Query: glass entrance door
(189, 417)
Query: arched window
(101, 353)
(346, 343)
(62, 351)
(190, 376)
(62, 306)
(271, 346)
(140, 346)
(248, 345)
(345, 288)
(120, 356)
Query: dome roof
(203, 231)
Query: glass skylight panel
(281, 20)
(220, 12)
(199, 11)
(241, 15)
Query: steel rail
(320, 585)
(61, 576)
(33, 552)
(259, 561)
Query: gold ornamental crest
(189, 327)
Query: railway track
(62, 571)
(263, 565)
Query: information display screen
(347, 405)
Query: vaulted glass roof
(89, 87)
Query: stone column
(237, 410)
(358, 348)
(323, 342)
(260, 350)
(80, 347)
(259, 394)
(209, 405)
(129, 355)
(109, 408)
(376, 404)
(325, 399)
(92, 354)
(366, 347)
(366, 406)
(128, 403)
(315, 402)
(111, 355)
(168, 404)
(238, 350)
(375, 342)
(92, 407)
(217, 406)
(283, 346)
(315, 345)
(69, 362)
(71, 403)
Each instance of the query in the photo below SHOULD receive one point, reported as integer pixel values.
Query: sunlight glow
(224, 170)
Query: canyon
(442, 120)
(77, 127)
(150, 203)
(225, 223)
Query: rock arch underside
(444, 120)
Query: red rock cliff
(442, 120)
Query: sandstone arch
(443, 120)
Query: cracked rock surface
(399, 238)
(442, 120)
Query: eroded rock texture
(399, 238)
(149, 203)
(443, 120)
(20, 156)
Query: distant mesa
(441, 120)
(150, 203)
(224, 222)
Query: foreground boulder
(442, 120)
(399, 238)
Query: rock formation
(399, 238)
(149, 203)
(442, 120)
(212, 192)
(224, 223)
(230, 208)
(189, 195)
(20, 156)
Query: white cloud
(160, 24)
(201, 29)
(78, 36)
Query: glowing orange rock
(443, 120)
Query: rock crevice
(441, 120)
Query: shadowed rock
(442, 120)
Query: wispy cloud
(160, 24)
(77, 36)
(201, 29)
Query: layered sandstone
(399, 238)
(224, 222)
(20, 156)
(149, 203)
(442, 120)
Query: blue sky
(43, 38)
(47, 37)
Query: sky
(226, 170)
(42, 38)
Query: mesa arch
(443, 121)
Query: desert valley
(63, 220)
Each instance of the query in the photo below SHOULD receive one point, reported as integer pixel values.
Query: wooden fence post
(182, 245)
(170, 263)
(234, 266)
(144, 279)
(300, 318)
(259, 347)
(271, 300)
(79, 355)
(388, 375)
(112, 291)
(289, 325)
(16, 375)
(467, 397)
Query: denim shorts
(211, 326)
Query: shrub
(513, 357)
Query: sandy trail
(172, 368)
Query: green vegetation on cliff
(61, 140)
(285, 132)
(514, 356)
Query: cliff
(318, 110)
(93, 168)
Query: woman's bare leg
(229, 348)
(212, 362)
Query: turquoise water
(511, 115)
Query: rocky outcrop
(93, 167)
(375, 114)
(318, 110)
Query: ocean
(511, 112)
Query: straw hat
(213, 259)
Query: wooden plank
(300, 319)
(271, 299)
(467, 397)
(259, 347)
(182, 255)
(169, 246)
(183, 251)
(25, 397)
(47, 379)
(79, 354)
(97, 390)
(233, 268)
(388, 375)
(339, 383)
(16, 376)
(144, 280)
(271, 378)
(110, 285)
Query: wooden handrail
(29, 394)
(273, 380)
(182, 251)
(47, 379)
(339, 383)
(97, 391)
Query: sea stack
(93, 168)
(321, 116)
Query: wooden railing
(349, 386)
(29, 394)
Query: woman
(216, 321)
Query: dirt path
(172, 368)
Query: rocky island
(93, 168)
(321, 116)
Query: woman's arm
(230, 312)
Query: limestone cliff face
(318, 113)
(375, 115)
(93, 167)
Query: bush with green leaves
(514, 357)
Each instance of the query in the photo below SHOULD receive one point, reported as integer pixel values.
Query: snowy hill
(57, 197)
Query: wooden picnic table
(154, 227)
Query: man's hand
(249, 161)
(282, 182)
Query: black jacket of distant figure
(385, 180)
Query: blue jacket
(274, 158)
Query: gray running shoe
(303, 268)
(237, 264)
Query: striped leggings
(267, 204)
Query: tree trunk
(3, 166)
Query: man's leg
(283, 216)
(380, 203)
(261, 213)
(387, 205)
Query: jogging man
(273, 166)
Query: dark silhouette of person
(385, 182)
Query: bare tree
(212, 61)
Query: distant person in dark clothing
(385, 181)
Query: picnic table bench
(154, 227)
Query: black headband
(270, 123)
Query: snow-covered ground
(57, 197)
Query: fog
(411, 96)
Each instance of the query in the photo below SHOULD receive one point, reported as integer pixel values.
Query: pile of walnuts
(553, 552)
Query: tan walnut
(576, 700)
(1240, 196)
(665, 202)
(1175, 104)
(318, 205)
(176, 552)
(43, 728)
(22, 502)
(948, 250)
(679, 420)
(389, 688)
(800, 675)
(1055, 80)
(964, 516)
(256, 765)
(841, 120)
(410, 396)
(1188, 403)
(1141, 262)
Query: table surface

_ _ _ _

* **Gestellte Aufgabe**: Geben Sie alle oben stehenden Einträge vollständig und wortgetreu wieder.

* **Die Antwort**:
Query: glass entrance door
(189, 417)
Query: arched window
(101, 353)
(346, 343)
(62, 351)
(190, 376)
(62, 306)
(271, 346)
(140, 346)
(248, 345)
(345, 288)
(120, 356)
Query: dome roof
(203, 231)
Query: glass skylight panel
(281, 20)
(220, 12)
(199, 11)
(241, 15)
Query: steel rail
(320, 585)
(61, 576)
(33, 552)
(259, 561)
Query: gold ornamental crest
(189, 327)
Query: railway track
(62, 571)
(263, 565)
Query: information display screen
(347, 405)
Query: vaulted glass roof
(89, 87)
Query: stone column
(237, 410)
(358, 348)
(323, 342)
(260, 350)
(80, 347)
(259, 394)
(209, 405)
(129, 355)
(109, 408)
(376, 404)
(325, 399)
(92, 354)
(366, 347)
(366, 406)
(128, 403)
(315, 402)
(111, 355)
(168, 404)
(238, 350)
(375, 342)
(92, 407)
(217, 406)
(283, 346)
(315, 345)
(69, 362)
(71, 403)
Each instance of the query in the photo below SHOULD receive one point, reported as integer pixel values.
Query: sunlight glow
(224, 170)
Query: canyon
(442, 120)
(77, 127)
(150, 203)
(225, 223)
Query: rock arch underside
(444, 120)
Query: red rock cliff
(442, 120)
Query: sandstone arch
(443, 120)
Query: cracked rock surface
(399, 238)
(442, 120)
Query: eroded rock texture
(399, 238)
(149, 203)
(443, 120)
(20, 156)
Query: distant mesa
(441, 120)
(150, 203)
(224, 222)
Query: foreground boulder
(442, 120)
(399, 238)
Query: rock formation
(399, 238)
(149, 203)
(442, 120)
(212, 192)
(224, 223)
(230, 208)
(189, 195)
(20, 156)
Query: white cloud
(160, 24)
(201, 29)
(78, 36)
Query: glowing orange rock
(443, 120)
Query: rock crevice
(441, 120)
Query: shadowed rock
(442, 120)
Query: wispy cloud
(160, 24)
(77, 36)
(201, 29)
Query: layered sandstone
(399, 238)
(224, 222)
(20, 156)
(149, 203)
(442, 120)
Query: blue sky
(43, 38)
(47, 37)
Query: sky
(226, 170)
(42, 38)
Query: mesa arch
(443, 121)
Query: desert valley
(63, 220)
Each instance of the query in the photo below SHOULD receive one point, reported as integer pixel values.
Query: wooden fence post
(182, 245)
(170, 263)
(234, 266)
(144, 279)
(300, 318)
(259, 347)
(271, 300)
(79, 355)
(388, 375)
(112, 291)
(289, 325)
(16, 375)
(467, 397)
Query: denim shorts
(211, 326)
Query: shrub
(513, 357)
Query: sandy trail
(172, 368)
Query: green vegetation on cliff
(61, 140)
(285, 132)
(514, 356)
Query: cliff
(318, 110)
(93, 168)
Query: woman's bare leg
(229, 348)
(212, 362)
Query: turquoise water
(511, 115)
Query: rocky outcrop
(93, 167)
(375, 114)
(318, 110)
Query: ocean
(511, 112)
Query: straw hat
(213, 259)
Query: wooden plank
(300, 319)
(271, 299)
(467, 397)
(259, 347)
(182, 255)
(169, 246)
(183, 251)
(25, 397)
(47, 379)
(79, 354)
(97, 390)
(233, 268)
(388, 375)
(339, 383)
(16, 376)
(144, 280)
(271, 378)
(110, 285)
Query: wooden handrail
(29, 394)
(273, 380)
(182, 251)
(47, 379)
(339, 383)
(97, 391)
Query: sea stack
(93, 168)
(321, 116)
Query: wooden railing
(349, 386)
(29, 394)
Query: woman
(216, 321)
Query: dirt path
(172, 368)
Query: rocky island
(93, 168)
(321, 116)
Query: woman's arm
(230, 312)
Query: limestone cliff face
(318, 113)
(375, 115)
(93, 167)
Query: bush with green leaves
(514, 357)
Each instance of the query in the photo below SHOULD receive one point, reported as integer pixel values.
Query: snowy hill
(57, 197)
Query: wooden picnic table
(154, 227)
Query: man's hand
(249, 161)
(282, 182)
Query: black jacket of distant figure
(385, 180)
Query: blue jacket
(274, 158)
Query: gray running shoe
(303, 268)
(237, 264)
Query: striped leggings
(267, 204)
Query: tree trunk
(3, 166)
Query: man's leg
(283, 216)
(380, 203)
(261, 213)
(387, 205)
Query: jogging man
(273, 166)
Query: dark silhouette of person
(385, 182)
Query: bare tree
(212, 61)
Query: distant person in dark clothing
(385, 181)
Query: picnic table bench
(154, 227)
Query: black headband
(270, 123)
Query: snow-covered ground
(57, 197)
Query: fog
(411, 96)
Each instance of the query in the photo below SHOULD receive one point, reported as integer pixel values.
Query: pile of walnuts
(553, 552)
Query: tan walnut
(576, 700)
(1240, 196)
(665, 202)
(1175, 104)
(318, 205)
(176, 552)
(43, 728)
(22, 502)
(948, 250)
(679, 420)
(389, 688)
(800, 675)
(1055, 80)
(964, 516)
(256, 765)
(841, 120)
(410, 396)
(1188, 403)
(1141, 262)
Query: table surface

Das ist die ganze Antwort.